Entries for labeling object positions

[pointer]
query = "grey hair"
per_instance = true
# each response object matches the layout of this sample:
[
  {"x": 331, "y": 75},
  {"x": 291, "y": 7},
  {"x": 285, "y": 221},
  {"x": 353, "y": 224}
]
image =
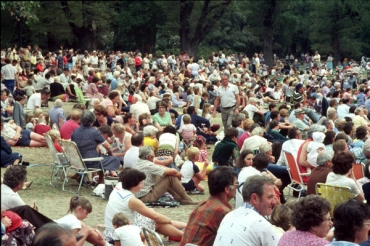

-- Instructions for the task --
Present every line of the entries above as a numbered list, skipping any blank lines and leaving the pictures out.

-- Full output --
1. [pointer]
2. query = "grey hair"
3. per_instance = true
4. # each response object matches the layout of this sample:
5. [
6.   {"x": 331, "y": 75},
7.   {"x": 291, "y": 7},
8.   {"x": 285, "y": 221},
9.   {"x": 353, "y": 224}
10. ]
11. image =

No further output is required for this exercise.